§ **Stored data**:
[Start]

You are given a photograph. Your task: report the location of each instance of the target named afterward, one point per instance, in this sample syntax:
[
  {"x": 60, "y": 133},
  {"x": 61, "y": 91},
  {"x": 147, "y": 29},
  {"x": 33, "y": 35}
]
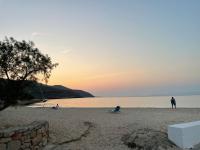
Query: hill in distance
[{"x": 41, "y": 91}]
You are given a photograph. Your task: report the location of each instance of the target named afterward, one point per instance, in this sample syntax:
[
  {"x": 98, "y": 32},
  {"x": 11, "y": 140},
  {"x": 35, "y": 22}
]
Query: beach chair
[{"x": 116, "y": 110}]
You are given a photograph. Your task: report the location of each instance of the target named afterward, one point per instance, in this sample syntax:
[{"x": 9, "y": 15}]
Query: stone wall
[{"x": 30, "y": 137}]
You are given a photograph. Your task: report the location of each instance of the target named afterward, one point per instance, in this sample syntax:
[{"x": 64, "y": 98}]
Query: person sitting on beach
[
  {"x": 55, "y": 107},
  {"x": 117, "y": 109},
  {"x": 173, "y": 102}
]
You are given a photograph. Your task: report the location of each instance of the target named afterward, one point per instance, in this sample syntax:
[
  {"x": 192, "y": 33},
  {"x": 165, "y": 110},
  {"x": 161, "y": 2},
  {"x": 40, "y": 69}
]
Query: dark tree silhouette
[{"x": 20, "y": 61}]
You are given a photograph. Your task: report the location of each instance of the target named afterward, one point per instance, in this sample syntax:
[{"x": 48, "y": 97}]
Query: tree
[{"x": 20, "y": 62}]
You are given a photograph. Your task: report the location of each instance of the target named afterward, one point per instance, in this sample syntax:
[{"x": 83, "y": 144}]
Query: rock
[
  {"x": 14, "y": 145},
  {"x": 2, "y": 146},
  {"x": 148, "y": 139},
  {"x": 37, "y": 139}
]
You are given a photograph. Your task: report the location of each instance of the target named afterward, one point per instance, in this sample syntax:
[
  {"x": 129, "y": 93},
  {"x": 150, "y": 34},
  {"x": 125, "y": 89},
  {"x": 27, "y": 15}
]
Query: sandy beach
[{"x": 96, "y": 128}]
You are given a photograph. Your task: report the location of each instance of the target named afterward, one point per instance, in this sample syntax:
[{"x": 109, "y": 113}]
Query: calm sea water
[{"x": 156, "y": 102}]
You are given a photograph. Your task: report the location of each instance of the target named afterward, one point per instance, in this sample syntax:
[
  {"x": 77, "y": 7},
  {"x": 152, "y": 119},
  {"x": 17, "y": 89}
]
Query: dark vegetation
[{"x": 20, "y": 64}]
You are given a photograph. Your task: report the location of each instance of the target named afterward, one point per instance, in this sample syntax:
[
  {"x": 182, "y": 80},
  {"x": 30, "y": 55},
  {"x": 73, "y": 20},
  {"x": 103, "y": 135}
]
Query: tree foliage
[{"x": 21, "y": 61}]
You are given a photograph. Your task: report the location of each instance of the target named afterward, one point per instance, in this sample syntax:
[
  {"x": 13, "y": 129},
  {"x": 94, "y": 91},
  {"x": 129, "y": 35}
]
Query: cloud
[
  {"x": 38, "y": 34},
  {"x": 67, "y": 51}
]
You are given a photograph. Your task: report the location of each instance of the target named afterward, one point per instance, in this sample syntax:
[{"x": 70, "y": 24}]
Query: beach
[{"x": 97, "y": 128}]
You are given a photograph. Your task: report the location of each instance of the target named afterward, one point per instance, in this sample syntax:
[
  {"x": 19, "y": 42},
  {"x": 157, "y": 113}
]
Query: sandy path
[{"x": 107, "y": 129}]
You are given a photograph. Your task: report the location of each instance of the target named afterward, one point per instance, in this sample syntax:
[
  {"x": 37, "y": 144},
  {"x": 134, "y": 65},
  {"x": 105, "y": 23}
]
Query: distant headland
[{"x": 42, "y": 91}]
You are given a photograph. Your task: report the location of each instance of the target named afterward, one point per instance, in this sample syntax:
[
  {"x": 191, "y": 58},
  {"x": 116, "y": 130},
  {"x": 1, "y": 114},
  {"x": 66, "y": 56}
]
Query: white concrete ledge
[{"x": 185, "y": 135}]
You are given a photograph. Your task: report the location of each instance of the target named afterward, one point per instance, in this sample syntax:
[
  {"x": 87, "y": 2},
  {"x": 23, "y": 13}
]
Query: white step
[{"x": 185, "y": 135}]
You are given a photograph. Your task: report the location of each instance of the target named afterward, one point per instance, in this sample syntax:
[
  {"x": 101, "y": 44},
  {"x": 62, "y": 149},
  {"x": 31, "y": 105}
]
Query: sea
[{"x": 125, "y": 102}]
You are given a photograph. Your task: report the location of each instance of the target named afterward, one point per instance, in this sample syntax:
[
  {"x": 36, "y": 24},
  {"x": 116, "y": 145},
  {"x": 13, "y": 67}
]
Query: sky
[{"x": 112, "y": 47}]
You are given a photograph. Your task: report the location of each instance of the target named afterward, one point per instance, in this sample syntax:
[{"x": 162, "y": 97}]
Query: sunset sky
[{"x": 112, "y": 47}]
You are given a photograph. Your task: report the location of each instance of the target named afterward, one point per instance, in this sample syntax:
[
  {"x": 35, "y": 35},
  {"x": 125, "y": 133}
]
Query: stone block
[
  {"x": 2, "y": 146},
  {"x": 37, "y": 139},
  {"x": 14, "y": 145},
  {"x": 5, "y": 140},
  {"x": 185, "y": 135}
]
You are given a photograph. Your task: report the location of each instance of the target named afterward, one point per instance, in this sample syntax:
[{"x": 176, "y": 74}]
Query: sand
[{"x": 98, "y": 129}]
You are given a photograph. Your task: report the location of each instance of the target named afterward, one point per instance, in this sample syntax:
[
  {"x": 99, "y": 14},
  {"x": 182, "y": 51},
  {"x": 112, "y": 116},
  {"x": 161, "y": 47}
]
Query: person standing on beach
[{"x": 173, "y": 102}]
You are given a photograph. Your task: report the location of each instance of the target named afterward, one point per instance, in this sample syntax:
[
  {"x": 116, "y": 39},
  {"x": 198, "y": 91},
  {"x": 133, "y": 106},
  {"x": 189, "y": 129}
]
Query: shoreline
[{"x": 106, "y": 130}]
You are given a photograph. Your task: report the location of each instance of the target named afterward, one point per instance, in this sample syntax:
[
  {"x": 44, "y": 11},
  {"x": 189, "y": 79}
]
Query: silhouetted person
[
  {"x": 117, "y": 109},
  {"x": 173, "y": 102}
]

[End]

§ **What is required**: Omit the pictures. Transcribe every record exactly.

§ **Solution for this problem**:
You are given a photograph. Your task: report the location of each instance of the target named afterward, one point per instance, in this sample syntax:
[
  {"x": 60, "y": 133},
  {"x": 61, "y": 91},
  {"x": 147, "y": 29},
  {"x": 33, "y": 35}
]
Query: hill in distance
[{"x": 41, "y": 91}]
You are given a photograph. Your task: report the location of each instance of the target named afterward, one point per instance, in this sample syntax:
[
  {"x": 98, "y": 32},
  {"x": 11, "y": 140},
  {"x": 35, "y": 22}
]
Query: beach chair
[{"x": 116, "y": 110}]
You are given a photograph. Your task: report the location of each instance of the target named afterward, one point per instance, in this sample syntax:
[{"x": 9, "y": 15}]
Query: stone wall
[{"x": 30, "y": 137}]
You are given a photograph. Your task: report the location of each instance of the target named afterward, one point per instance, in this sample syntax:
[{"x": 64, "y": 98}]
Query: person sitting on beach
[
  {"x": 55, "y": 107},
  {"x": 117, "y": 109},
  {"x": 173, "y": 102}
]
You are given a photograph. Your task: report the location of each instance of the target named afterward, one point per instance, in this sample syntax:
[
  {"x": 192, "y": 33},
  {"x": 165, "y": 110},
  {"x": 161, "y": 2},
  {"x": 40, "y": 69}
]
Query: dark tree silhouette
[{"x": 20, "y": 61}]
You are given a photograph. Your task: report the location of each instance of the target named afterward, one point per instance, in this sample syntax:
[{"x": 48, "y": 97}]
Query: tree
[{"x": 20, "y": 62}]
You are given a photograph. Your task: report the location of each instance of the target named afterward, one point per instance, in this sample syntax:
[{"x": 83, "y": 144}]
Query: rock
[
  {"x": 14, "y": 145},
  {"x": 2, "y": 146},
  {"x": 148, "y": 139},
  {"x": 37, "y": 139}
]
You are given a photograph. Your task: report the location of each instance of the target named afterward, one point per instance, in this sample syntax:
[
  {"x": 129, "y": 93},
  {"x": 150, "y": 34},
  {"x": 125, "y": 89},
  {"x": 27, "y": 15}
]
Query: sandy beach
[{"x": 96, "y": 128}]
You are given a photograph. Your task: report the location of each instance of the target named afterward, one point per instance, in this sample syntax:
[{"x": 109, "y": 113}]
Query: calm sea water
[{"x": 156, "y": 102}]
You are given a photograph. Your task: report the location of each instance of the target named afterward, one point per instance, in this sample syntax:
[
  {"x": 77, "y": 7},
  {"x": 152, "y": 119},
  {"x": 17, "y": 89}
]
Query: dark vegetation
[{"x": 20, "y": 64}]
You are given a photograph. Your task: report the location of each instance of the target named afterward, one point per instance, in this sample syntax:
[
  {"x": 182, "y": 80},
  {"x": 30, "y": 55},
  {"x": 73, "y": 20},
  {"x": 103, "y": 135}
]
Query: tree foliage
[{"x": 21, "y": 61}]
You are given a photograph. Your task: report the location of each instance of the target named afterward, one point per instance, in this sample syntax:
[
  {"x": 13, "y": 129},
  {"x": 94, "y": 91},
  {"x": 129, "y": 35}
]
Query: cloud
[
  {"x": 38, "y": 34},
  {"x": 67, "y": 51}
]
You are given a photograph. Your task: report the location of each instance of the target named afterward, one point per instance, in this sample syntax:
[{"x": 70, "y": 24}]
Query: beach
[{"x": 97, "y": 128}]
You are given a photograph. Your task: report the location of each instance of the target named afterward, one point per instance, in this sample syntax:
[
  {"x": 19, "y": 42},
  {"x": 157, "y": 113}
]
Query: sandy path
[{"x": 107, "y": 129}]
You are given a photograph. Your task: report the location of each instance of the target named afterward, one point per instance, in this sample syntax:
[
  {"x": 37, "y": 144},
  {"x": 134, "y": 65},
  {"x": 105, "y": 23}
]
Query: distant headland
[{"x": 42, "y": 91}]
You are given a photograph. Your task: report the location of each instance of the target named afterward, one point per instance, in this sample syntax:
[
  {"x": 191, "y": 58},
  {"x": 116, "y": 130},
  {"x": 1, "y": 114},
  {"x": 66, "y": 56}
]
Query: white concrete ledge
[{"x": 185, "y": 135}]
You are given a photograph. Your task: report the location of each instance of the target named afterward, one point per instance, in this sample syntax:
[
  {"x": 87, "y": 2},
  {"x": 23, "y": 13}
]
Query: white step
[{"x": 185, "y": 135}]
You are given a photograph. Your task: report the location of each instance of the target named afterward, one point per instance, in this sample syntax:
[
  {"x": 101, "y": 44},
  {"x": 62, "y": 149},
  {"x": 31, "y": 105}
]
Query: sea
[{"x": 125, "y": 102}]
You are given a photograph. Your task: report the location of each instance of the target named afterward, one point per instance, in this sample syntax:
[
  {"x": 36, "y": 24},
  {"x": 116, "y": 145},
  {"x": 13, "y": 67}
]
Query: sky
[{"x": 112, "y": 47}]
You are given a photograph. Your task: report the location of each instance of the target named afterward, one point per instance, in this sample syntax:
[{"x": 162, "y": 97}]
Query: sunset sky
[{"x": 112, "y": 47}]
You are given a photograph. Your task: report the location of each instance of the target named afterward, one point per instance, in this sample syntax:
[
  {"x": 35, "y": 35},
  {"x": 125, "y": 133}
]
Query: stone block
[
  {"x": 2, "y": 146},
  {"x": 37, "y": 139},
  {"x": 14, "y": 145},
  {"x": 5, "y": 140},
  {"x": 185, "y": 135}
]
You are given a photograph. Your task: report the location of each instance of the target named afterward, one point per instance, in this sample syntax:
[{"x": 176, "y": 74}]
Query: sand
[{"x": 98, "y": 129}]
You are given a photograph. Your task: report the location of each instance of the target named afterward, one point per instance, in this sample syntax:
[
  {"x": 99, "y": 14},
  {"x": 182, "y": 51},
  {"x": 112, "y": 116},
  {"x": 161, "y": 47}
]
Query: person standing on beach
[{"x": 173, "y": 102}]
You are given a photograph. Your task: report the location of each instance of the target named afterward, one point per instance, in this sample syntax:
[
  {"x": 116, "y": 39},
  {"x": 198, "y": 91},
  {"x": 133, "y": 106},
  {"x": 189, "y": 129}
]
Query: shoreline
[{"x": 106, "y": 130}]
You are given a photograph. Your task: report the location of each instance of the target named afterward, one point per instance, in this sample syntax:
[
  {"x": 44, "y": 11},
  {"x": 189, "y": 79}
]
Query: silhouetted person
[
  {"x": 117, "y": 109},
  {"x": 173, "y": 102}
]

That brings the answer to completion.